◆ **What to do**: Put the listing below into a JSON list of strings, one string per line and no blank lines, covering the stretch from its start through the line containing "point(1201, 670)". Leave the pictures out of the list.

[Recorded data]

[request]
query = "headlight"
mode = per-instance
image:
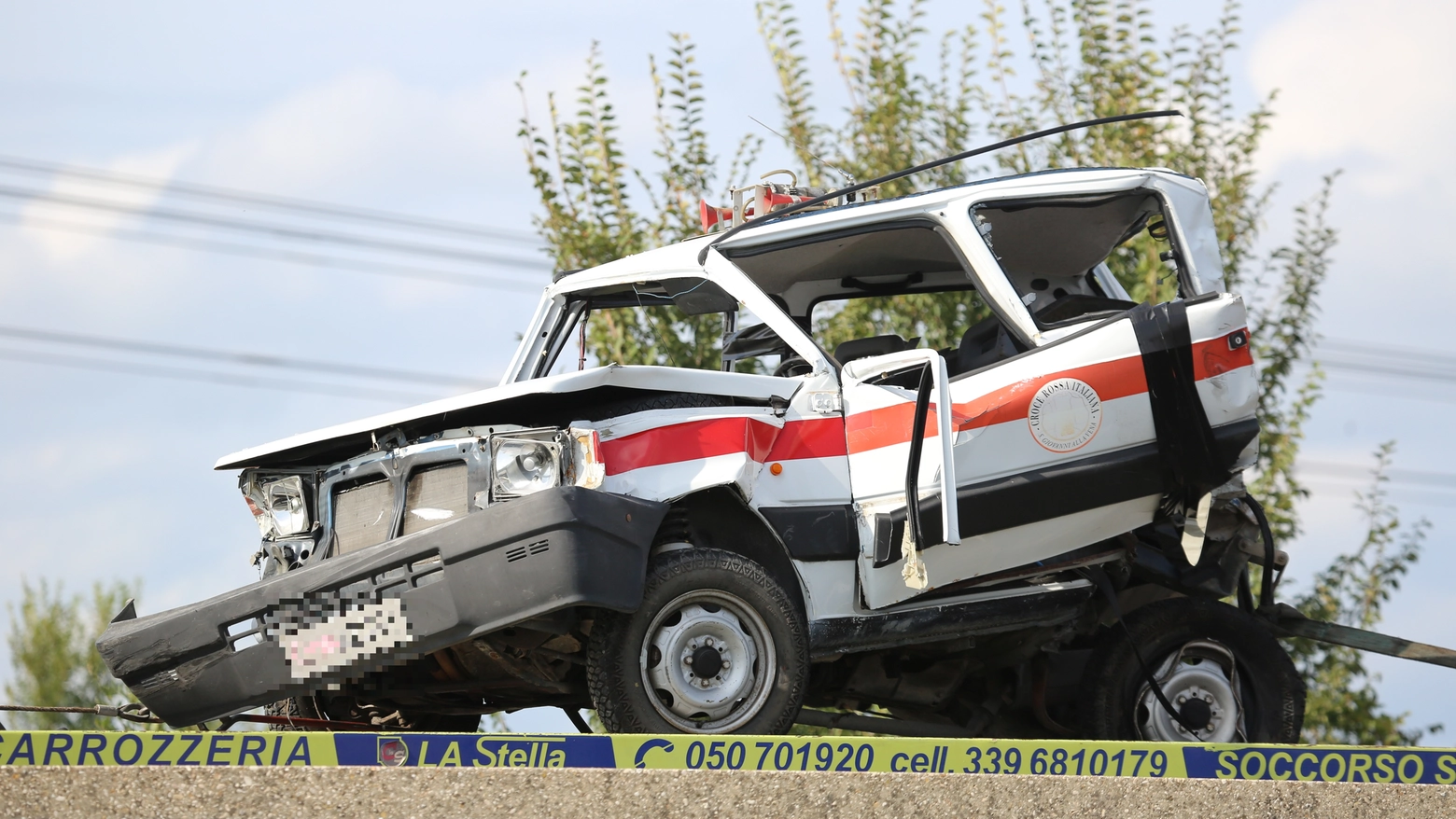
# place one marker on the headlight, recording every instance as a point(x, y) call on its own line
point(523, 465)
point(278, 505)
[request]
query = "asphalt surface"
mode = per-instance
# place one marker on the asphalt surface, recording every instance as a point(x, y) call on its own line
point(316, 793)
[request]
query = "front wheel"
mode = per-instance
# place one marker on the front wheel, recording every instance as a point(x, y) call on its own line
point(1225, 673)
point(717, 646)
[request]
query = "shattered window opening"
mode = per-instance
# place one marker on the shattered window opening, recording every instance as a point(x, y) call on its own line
point(1073, 257)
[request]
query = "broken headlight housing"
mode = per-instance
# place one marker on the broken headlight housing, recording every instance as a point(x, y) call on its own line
point(532, 460)
point(525, 465)
point(278, 505)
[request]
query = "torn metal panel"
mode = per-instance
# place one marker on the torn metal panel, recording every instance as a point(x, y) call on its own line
point(491, 569)
point(449, 412)
point(1287, 621)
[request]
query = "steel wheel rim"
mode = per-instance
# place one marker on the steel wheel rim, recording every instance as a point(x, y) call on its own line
point(686, 637)
point(1201, 670)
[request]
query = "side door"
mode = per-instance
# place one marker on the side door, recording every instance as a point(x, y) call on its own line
point(1040, 454)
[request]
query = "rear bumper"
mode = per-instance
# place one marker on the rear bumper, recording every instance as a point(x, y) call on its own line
point(341, 618)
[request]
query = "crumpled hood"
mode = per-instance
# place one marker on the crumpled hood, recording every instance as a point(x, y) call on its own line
point(523, 403)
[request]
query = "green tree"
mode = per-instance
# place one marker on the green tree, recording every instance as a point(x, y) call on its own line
point(52, 653)
point(1343, 704)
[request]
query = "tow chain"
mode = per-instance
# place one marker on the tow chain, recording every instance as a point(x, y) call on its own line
point(130, 712)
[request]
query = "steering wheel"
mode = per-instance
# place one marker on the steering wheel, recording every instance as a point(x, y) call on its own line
point(791, 367)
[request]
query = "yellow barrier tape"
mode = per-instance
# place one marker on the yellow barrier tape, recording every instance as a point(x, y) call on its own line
point(837, 754)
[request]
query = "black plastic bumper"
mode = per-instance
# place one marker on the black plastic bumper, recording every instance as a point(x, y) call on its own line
point(498, 566)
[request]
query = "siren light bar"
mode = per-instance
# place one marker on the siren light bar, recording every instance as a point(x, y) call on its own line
point(876, 182)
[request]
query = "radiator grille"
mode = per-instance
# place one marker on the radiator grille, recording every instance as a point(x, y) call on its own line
point(363, 515)
point(434, 496)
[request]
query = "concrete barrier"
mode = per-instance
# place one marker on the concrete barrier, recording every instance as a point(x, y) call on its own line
point(441, 793)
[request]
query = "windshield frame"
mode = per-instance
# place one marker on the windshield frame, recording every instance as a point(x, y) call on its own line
point(542, 342)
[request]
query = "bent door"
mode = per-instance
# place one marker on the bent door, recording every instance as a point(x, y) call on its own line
point(1055, 450)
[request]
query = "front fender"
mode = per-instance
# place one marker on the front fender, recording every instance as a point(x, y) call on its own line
point(341, 618)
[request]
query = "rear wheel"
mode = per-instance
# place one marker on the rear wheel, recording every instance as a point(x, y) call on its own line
point(1224, 673)
point(717, 646)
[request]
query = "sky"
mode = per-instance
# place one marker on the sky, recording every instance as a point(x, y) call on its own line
point(415, 109)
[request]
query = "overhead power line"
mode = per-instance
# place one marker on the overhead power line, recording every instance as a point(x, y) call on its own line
point(1350, 472)
point(1386, 361)
point(268, 200)
point(280, 255)
point(271, 229)
point(189, 374)
point(239, 358)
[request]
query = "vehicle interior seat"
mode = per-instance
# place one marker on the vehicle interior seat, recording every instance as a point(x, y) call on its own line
point(874, 345)
point(985, 342)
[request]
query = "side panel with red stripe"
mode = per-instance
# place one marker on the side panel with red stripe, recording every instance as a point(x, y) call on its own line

◆ **Answer to the problem**:
[
  "[request]",
  "query = \"headlight\"",
  "mode = per-instance",
  "image:",
  "# place one marker on the headlight, recording every instance as a point(x, y) call on its own line",
  "point(523, 465)",
  "point(278, 505)",
  "[request]",
  "query = \"asphalt surface\"",
  "mode = per-instance",
  "# place one marker on the asphalt surface, recording every instance as a point(x, y) call on its own line",
  "point(316, 793)",
  "[request]",
  "query = \"front wheel\"",
  "mode = per-instance",
  "# place one marker on the front wheel, recording every instance as a point(x, y) call on its own line",
  "point(1225, 673)",
  "point(717, 646)",
  "[request]",
  "query = \"shattered window opening\"",
  "mode = per-instance",
  "# place one marker on the shattered window opening, recording every instance as a point(x, y) call on its own line",
  "point(1073, 257)",
  "[request]",
  "query = \"broken headlight housing\"",
  "mode = per-instance",
  "# place one marker on the broken headlight housing, recording every instance as a point(x, y) call on its own line",
  "point(532, 460)",
  "point(525, 465)",
  "point(278, 505)",
  "[request]",
  "query = \"torn metal panel\"",
  "mode = per-instance",
  "# place one marker on the torn metal panel, recording every instance as a point(x, y) call on its own line",
  "point(491, 569)",
  "point(449, 412)",
  "point(1287, 621)",
  "[request]",
  "query = \"steel wheel rim\"",
  "mode = per-instance",
  "# place one marker on the steel wheel rim, recording every instance as a point(x, y) call on its own line",
  "point(686, 637)",
  "point(1201, 670)"
]